• **Explore the material**:
1. Please list every cognitive impact of stress that the summary of the medical student stress study reports.
2. Pick up the summary of the medical student stress study after its final sentence and continue it.

• **Page text**:
Lane, Abbie et al. (2020). Worried, weary and worn out: a mixed methods study of stress and wellbeing in final year medical students [Dataset]. Dryad.


Objectives: Although there is much focus on burnout and psychological distress amongst doctors, studies about stress and wellbeing in medical students are limited but could inform early intervention and prevention strategies.

Design: The primary aim of this mixed methods, cross-sectional survey was to compare objective and subjective levels of stress in Final Year Medical students (2017) and to explore their perspectives on the factors they considered relevant to their wellbeing.

Setting: University College Dublin, the largest University in Ireland.

Participants: 161 of 235 medical students participated in this study (response rate 69%).

Results: 65.2% of students scored over accepted norms for the Perceived Stress Scale (34.8% low; 55.9% moderate; 9.3% high). 35% scored low; 28.7% moderate and 36.3% high on the Subjective Stress Scale. Thematic Analysis identified worry about exams, relationships, concern about future, work-life balance and finance; 1 in 3 students reported worry, irritability and hostility; many felt worn out. Cognitive impacts included over-thinking, poor concentration, sense of failure, hopelessness and procrastination. Almost a third reported sleep and appetite disturbance, fatigue and weariness. A quarter  reported a “positive reaction” to stress. Positive strategies to manage stress included connection and talking, exercise, non-study activity  and meditation. Unhelpful strategies included isolation and substance use. No student reported using the college support services or sought professional help.

Conclusions: Medical students experience high levels of psychological distress, similar to their more senior doctor colleagues. They are disinclined to avail of traditional college help services. Toxic effects of stress may impact their cognition, learning, engagement and empathy and increase patient risk and adverse outcomes. The focus of wellbeing in doctors should be extended upstream and embedded in the curriculum where it could prevent future burnout, improve retention to the profession and deliver better outcomes for patients.

Spatial localization data:

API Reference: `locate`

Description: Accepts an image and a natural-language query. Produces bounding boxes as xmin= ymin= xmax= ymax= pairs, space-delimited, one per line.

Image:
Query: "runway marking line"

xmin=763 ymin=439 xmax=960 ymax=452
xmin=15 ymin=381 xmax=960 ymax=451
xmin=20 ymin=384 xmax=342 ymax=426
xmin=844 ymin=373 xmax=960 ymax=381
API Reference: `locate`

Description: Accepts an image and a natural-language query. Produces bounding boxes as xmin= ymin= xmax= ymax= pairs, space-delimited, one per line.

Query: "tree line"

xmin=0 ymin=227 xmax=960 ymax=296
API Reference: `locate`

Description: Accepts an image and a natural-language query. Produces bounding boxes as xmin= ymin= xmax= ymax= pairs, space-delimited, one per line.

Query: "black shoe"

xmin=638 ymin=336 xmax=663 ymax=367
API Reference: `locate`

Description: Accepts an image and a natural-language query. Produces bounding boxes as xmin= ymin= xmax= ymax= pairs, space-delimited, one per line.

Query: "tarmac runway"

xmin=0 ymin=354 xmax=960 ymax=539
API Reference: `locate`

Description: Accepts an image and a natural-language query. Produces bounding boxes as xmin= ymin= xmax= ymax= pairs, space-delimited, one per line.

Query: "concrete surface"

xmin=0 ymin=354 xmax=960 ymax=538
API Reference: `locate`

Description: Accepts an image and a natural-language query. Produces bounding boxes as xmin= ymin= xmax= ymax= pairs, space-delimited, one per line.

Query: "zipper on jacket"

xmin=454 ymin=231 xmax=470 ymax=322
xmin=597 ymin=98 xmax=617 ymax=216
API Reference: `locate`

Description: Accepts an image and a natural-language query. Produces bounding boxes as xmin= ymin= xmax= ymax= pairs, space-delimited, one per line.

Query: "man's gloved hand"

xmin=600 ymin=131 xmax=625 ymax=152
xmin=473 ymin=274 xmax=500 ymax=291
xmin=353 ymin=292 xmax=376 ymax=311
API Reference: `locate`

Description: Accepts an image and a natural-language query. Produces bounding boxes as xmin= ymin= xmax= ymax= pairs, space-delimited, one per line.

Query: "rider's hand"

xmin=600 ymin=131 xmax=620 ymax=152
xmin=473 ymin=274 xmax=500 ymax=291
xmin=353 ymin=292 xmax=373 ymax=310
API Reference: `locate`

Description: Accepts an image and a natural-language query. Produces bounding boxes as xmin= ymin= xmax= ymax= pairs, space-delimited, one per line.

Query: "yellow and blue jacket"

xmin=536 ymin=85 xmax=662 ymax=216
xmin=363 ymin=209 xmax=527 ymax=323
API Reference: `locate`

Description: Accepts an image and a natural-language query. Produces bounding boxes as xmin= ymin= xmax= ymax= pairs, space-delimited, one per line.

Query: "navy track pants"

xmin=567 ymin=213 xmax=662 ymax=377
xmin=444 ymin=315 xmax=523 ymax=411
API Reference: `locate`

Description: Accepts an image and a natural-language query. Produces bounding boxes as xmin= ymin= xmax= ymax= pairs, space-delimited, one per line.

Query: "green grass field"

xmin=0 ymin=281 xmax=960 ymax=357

• **Task results**:
1. Over-thinking, poor concentration, sense of failure, hopelessness, procrastination

2.
The participants in this study were Final Year Medical Students from Ireland’s largest University, University College Dublin (UCD). A typical final medical year is made up of around 240 students who are divided into four groups and then rotate through the different specialities of Paediatrics, Obstetrics and Gynaecology, Public Health, Medicine of the Elderly, General Practice and Psychiatry. 

The class included both Graduate Entry (GEM) and undergraduate (non-GEM) students. In UCD GEM and undergraduate students come together at year 4. Students were informed of the study and invited to participate in week five of their six-week Psychiatry Module.

Data was collected as part of a larger project that examines the impact of an eLearning module on Stress and Self-care. We embedded a new problem based small group teaching module on stress and self-care within the curriculum at pre-clinical and clinical teaching. We further developed an interactive eLearning module on Stress and Self-care and made this available to the same groups. The present study is descriptive and mixed-methods in nature and focuses on baseline stress levels in medical students prior to exposure to any educational intervention, embedded or electronic.

Students were assured that all data was anonymised and confidential. Ethical approval for the study was obtained from the Head of School in accordance with University College Dublin Regulations. Due to the sensitive nature of the questions, students were informed of the student support services available to them and encouraged to seek help if needed.